WHAT IS EXPECTED >> In the entries below, which lines run from the one containing "--target oven door handle" to the one containing "--target tile backsplash"? Copy exactly those lines, ends included, and no others.
===============
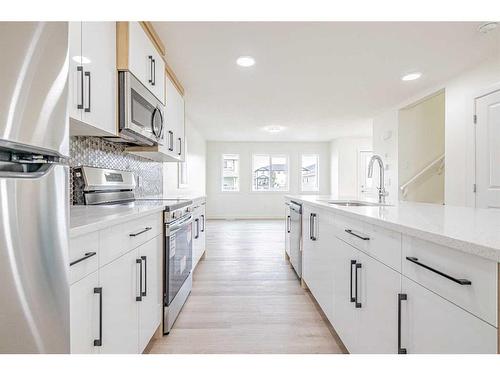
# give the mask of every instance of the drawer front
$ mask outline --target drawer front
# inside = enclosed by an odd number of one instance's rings
[[[101,230],[101,267],[158,236],[162,230],[161,223],[161,214],[157,213]]]
[[[498,326],[495,262],[415,237],[403,236],[402,272],[471,314]]]
[[[69,282],[78,280],[97,270],[99,254],[99,232],[75,237],[69,241]]]
[[[401,272],[401,233],[343,215],[336,215],[337,236]]]

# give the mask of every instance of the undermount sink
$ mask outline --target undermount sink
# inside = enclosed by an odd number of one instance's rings
[[[375,202],[356,201],[356,200],[321,200],[321,202],[326,202],[328,204],[334,204],[336,206],[344,206],[344,207],[390,206],[390,204],[385,204],[385,203],[375,203]]]

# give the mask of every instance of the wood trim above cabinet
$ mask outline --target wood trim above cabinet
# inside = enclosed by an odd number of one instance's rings
[[[167,73],[167,76],[168,78],[170,78],[170,80],[172,81],[172,83],[174,84],[175,88],[177,89],[177,91],[179,91],[179,93],[184,96],[184,87],[182,87],[181,85],[181,82],[179,81],[179,79],[177,78],[177,76],[175,75],[174,71],[172,70],[172,68],[167,64],[167,62],[165,61],[165,73]],[[165,86],[166,87],[166,86]],[[165,95],[165,98],[167,96]]]
[[[128,69],[129,23],[116,23],[116,68]]]
[[[165,45],[161,41],[160,36],[156,33],[156,30],[153,27],[153,24],[149,21],[140,21],[139,24],[142,26],[142,28],[146,32],[146,35],[151,40],[151,42],[153,42],[154,46],[158,50],[158,53],[162,57],[165,57]],[[163,59],[165,60],[165,58],[163,58]]]
[[[497,353],[500,354],[500,263],[498,263],[498,271],[497,271],[497,304],[498,304],[498,315],[497,315],[497,335],[498,335],[498,340],[497,340]]]

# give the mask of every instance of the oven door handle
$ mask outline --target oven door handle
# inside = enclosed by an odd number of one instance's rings
[[[167,233],[169,234],[174,234],[176,233],[179,229],[181,229],[182,226],[189,224],[193,221],[193,216],[189,215],[188,218],[185,219],[179,219],[179,221],[176,221],[172,224],[167,225]]]

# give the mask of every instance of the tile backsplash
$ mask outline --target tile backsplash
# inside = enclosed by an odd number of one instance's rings
[[[98,137],[70,137],[69,147],[71,167],[87,165],[133,172],[137,197],[161,195],[163,192],[162,164],[126,153],[125,145]],[[72,177],[70,186],[73,186]],[[70,195],[72,199],[72,191]]]

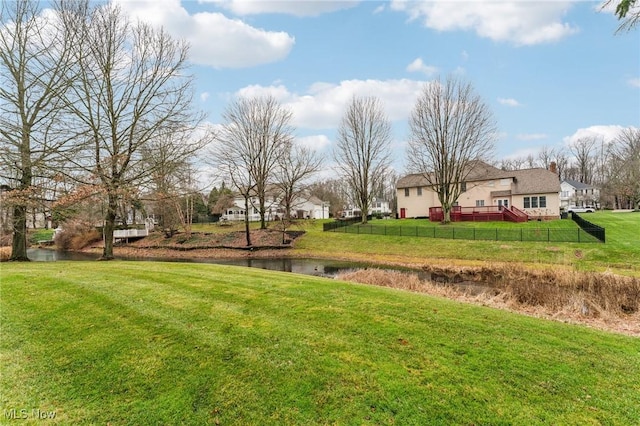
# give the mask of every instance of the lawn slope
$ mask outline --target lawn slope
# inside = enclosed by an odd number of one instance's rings
[[[640,419],[640,339],[247,268],[1,268],[5,415],[111,425]]]

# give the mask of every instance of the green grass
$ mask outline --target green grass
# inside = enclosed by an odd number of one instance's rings
[[[420,264],[430,259],[459,260],[462,262],[523,262],[542,265],[561,265],[578,270],[615,272],[640,276],[640,213],[597,212],[583,215],[587,220],[603,226],[607,242],[521,242],[521,241],[471,241],[443,238],[407,237],[391,235],[356,235],[322,232],[316,222],[307,227],[307,235],[296,241],[295,251],[301,256],[350,257],[357,260],[375,260]],[[428,220],[374,220],[374,226],[388,229],[404,226],[419,228],[429,233],[432,228],[499,228],[531,232],[536,228],[571,228],[571,220],[549,222],[455,223],[440,225]],[[541,232],[545,232],[541,231]],[[442,231],[438,231],[442,232]],[[468,231],[467,231],[468,232]],[[486,231],[485,231],[486,232]]]
[[[29,229],[29,243],[38,244],[38,241],[51,241],[54,233],[55,231],[53,229]]]
[[[112,425],[640,418],[639,339],[322,278],[149,266],[3,264],[0,414]]]

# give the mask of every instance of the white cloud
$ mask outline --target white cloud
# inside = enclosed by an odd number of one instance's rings
[[[469,59],[469,53],[467,53],[466,50],[463,50],[462,53],[460,53],[460,57],[462,57],[463,61],[467,61]]]
[[[455,75],[464,75],[466,73],[467,73],[467,70],[464,67],[460,67],[460,66],[457,66],[453,70],[453,74],[455,74]]]
[[[283,85],[247,86],[236,96],[272,95],[293,112],[300,128],[332,129],[339,125],[344,111],[356,96],[376,96],[390,120],[406,120],[425,82],[416,80],[345,80],[340,84],[318,82],[303,93],[290,92]]]
[[[570,1],[429,1],[392,0],[391,8],[437,31],[475,31],[480,37],[515,45],[560,40],[578,31],[562,22]]]
[[[521,133],[519,135],[516,135],[516,139],[521,141],[538,141],[547,138],[548,135],[545,133]]]
[[[421,72],[426,76],[432,76],[438,72],[438,68],[433,65],[427,65],[422,62],[422,58],[416,58],[413,62],[407,65],[407,71],[409,72]]]
[[[303,136],[296,139],[296,143],[313,151],[322,151],[331,145],[331,140],[326,135]]]
[[[210,96],[209,92],[202,92],[202,93],[200,93],[200,100],[202,102],[206,102],[207,99],[209,99],[209,96]]]
[[[116,0],[125,14],[191,45],[189,59],[214,68],[243,68],[284,59],[295,43],[285,32],[265,31],[221,13],[189,14],[180,0]]]
[[[279,13],[293,16],[318,16],[356,6],[359,1],[292,1],[292,0],[200,0],[216,5],[240,16]]]
[[[501,105],[506,105],[506,106],[510,106],[510,107],[522,106],[522,104],[520,102],[516,101],[513,98],[498,98],[498,102],[500,102]]]
[[[384,4],[381,4],[380,6],[376,7],[376,8],[373,10],[373,14],[374,14],[374,15],[376,15],[376,14],[378,14],[378,13],[382,13],[382,12],[384,12],[384,11],[385,11],[385,9],[386,9],[386,6],[385,6]]]
[[[640,87],[640,78],[630,78],[627,80],[627,83],[629,83],[631,87]]]
[[[576,130],[571,136],[566,136],[562,140],[567,146],[573,145],[582,138],[596,138],[602,140],[605,144],[612,142],[625,127],[620,125],[600,125],[590,126]]]

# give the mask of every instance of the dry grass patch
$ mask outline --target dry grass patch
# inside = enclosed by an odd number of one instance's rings
[[[6,262],[11,257],[11,247],[0,247],[0,262]]]
[[[423,277],[363,269],[338,278],[640,336],[640,279],[635,277],[518,265],[423,269]]]

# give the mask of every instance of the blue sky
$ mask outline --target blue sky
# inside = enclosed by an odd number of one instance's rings
[[[300,143],[330,158],[355,95],[375,95],[405,172],[407,119],[437,76],[470,81],[493,112],[494,159],[611,140],[640,127],[640,30],[615,34],[598,2],[119,1],[132,17],[190,41],[208,121],[236,96],[291,108]]]

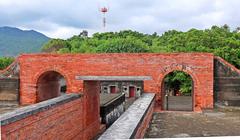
===============
REPLY >>
$ mask outline --target oven door handle
# inside = enclosed by an odd number of one instance's rings
[[[167,233],[169,234],[174,234],[176,233],[179,229],[181,229],[182,226],[189,224],[193,221],[193,216],[189,215],[188,218],[185,219],[179,219],[179,221],[176,221],[172,224],[167,225]]]

# give the mask of every instance of the tile backsplash
$ mask outline --target tile backsplash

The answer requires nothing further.